- [EXERCISES TO COMPLETE]:
1. Answer these questions from the forum reply about ICUCollationField:
(a) Which filter factory does the reply suggest as a simpler approach?
(b) Which deprecated filter factory is Thomas Fischer trying to migrate from?
(c) What example of equivalency does the reply give for German umlauts?
2. Translate this sentence from the forum reply about ICUCollationField into Spanish: "I'm trying to migrate from the now deprecated ICUCollationKeyFilterFactory I used before to the ICUCollationField."
3. List each distinct name ending in "Factory" or "Field" that appears in the forum reply about ICUCollationField.

- [TEXT EXCERPT]:
----------
Re: Problems with ICUCollationField

Hmm, for standardization of text fields, collation might be a little
awkward.

For your german umlauts, what do you mean by standardize? is this to
achieve equivalency of e.g. oe to ö in your search terms?

In that case, a simpler approach would be to put
GermanNormalizationFilterFactory in your chain:
http://lucene.apache.org/core/4_6_1/analyzers-common/org/apache/lucene/analysis/de/GermanNormalizationFilter.html


On Wed, Feb 19, 2014 at 9:16 AM, Thomas Fischer  wrote:

> Thanks, that helps!
>
> I'm trying to migrate from the now deprecated ICUCollationKeyFilterFactory
> I used before to the ICUCollationField.
> Is there any description how to achieve this?
----------
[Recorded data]
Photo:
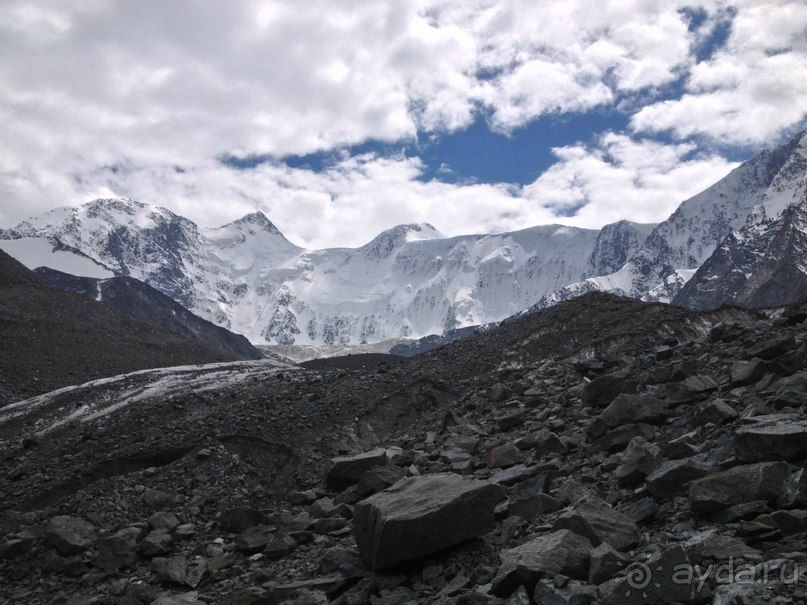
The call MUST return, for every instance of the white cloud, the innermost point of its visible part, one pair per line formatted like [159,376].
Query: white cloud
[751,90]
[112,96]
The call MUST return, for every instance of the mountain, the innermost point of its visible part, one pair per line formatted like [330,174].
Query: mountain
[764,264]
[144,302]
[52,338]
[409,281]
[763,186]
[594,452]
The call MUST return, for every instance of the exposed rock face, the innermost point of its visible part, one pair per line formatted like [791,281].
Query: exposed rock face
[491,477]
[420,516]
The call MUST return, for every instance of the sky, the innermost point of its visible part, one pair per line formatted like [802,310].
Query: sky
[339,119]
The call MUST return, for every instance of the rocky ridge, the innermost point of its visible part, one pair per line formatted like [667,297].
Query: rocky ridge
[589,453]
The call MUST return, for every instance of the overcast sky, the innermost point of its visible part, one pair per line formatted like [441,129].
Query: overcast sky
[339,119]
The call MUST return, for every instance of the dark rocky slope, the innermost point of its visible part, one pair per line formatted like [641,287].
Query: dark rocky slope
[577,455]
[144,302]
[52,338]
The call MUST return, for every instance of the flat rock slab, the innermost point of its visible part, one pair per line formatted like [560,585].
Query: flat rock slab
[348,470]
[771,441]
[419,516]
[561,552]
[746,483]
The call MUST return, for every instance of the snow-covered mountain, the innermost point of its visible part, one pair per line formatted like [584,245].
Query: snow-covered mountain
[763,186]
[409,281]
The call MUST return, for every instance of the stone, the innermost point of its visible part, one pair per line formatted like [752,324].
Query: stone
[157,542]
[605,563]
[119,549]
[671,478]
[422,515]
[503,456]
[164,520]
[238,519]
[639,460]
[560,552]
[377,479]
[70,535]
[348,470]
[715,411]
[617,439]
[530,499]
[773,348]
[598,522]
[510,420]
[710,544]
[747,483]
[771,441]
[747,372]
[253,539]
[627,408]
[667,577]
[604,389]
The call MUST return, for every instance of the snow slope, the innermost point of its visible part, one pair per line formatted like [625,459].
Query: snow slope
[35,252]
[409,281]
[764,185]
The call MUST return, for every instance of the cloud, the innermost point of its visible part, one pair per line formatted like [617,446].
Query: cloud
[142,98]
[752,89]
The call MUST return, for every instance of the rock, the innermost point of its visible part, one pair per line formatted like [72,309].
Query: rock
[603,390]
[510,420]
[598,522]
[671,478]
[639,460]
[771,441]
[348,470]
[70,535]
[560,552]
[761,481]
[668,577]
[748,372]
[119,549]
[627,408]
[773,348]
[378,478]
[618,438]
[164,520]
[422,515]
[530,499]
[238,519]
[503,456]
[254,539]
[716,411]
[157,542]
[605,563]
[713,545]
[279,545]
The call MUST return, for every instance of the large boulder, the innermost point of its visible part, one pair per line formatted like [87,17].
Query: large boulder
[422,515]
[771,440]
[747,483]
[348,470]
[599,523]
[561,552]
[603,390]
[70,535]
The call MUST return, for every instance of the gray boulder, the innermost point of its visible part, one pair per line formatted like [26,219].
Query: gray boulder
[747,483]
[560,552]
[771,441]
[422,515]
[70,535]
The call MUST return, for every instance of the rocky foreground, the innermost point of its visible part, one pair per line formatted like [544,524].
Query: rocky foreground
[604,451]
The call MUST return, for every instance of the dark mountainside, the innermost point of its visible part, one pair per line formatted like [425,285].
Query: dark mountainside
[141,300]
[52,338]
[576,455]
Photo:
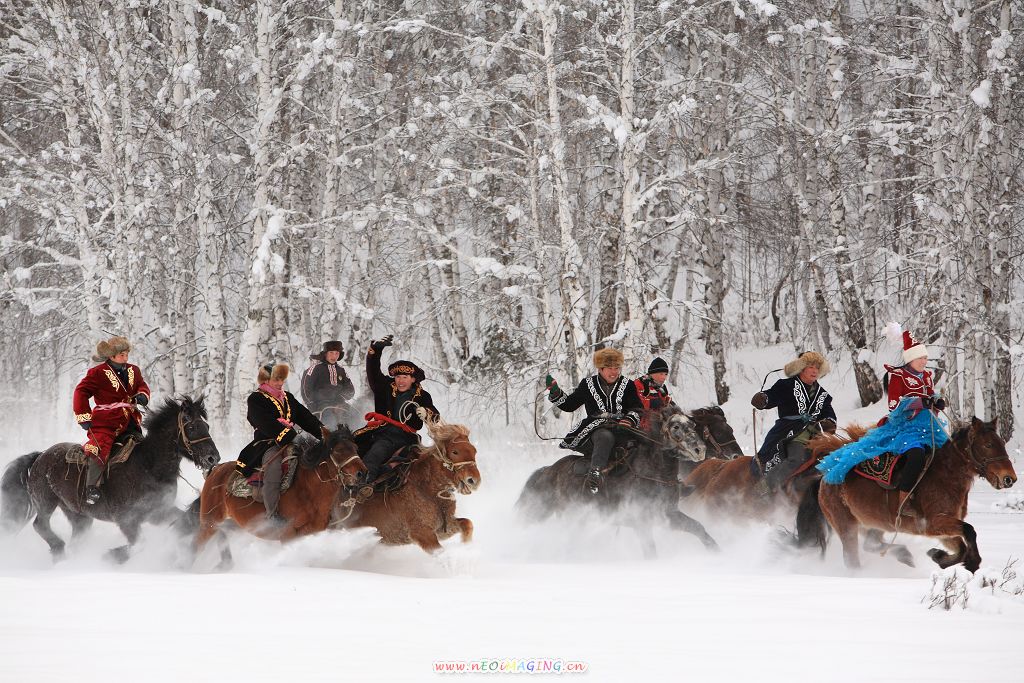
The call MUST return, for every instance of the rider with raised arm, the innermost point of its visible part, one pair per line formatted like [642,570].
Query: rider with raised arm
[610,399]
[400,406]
----------
- [COMPLETE ANSWERS]:
1.
(a) GermanNormalizationFilterFactory
(b) ICUCollationKeyFilterFactory
(c) oe to ö

2. Estoy intentando migrar del ICUCollationKeyFilterFactory, ahora obsoleto, que usaba antes al ICUCollationField.

3.
ICUCollationField
GermanNormalizationFilterFactory
ICUCollationKeyFilterFactory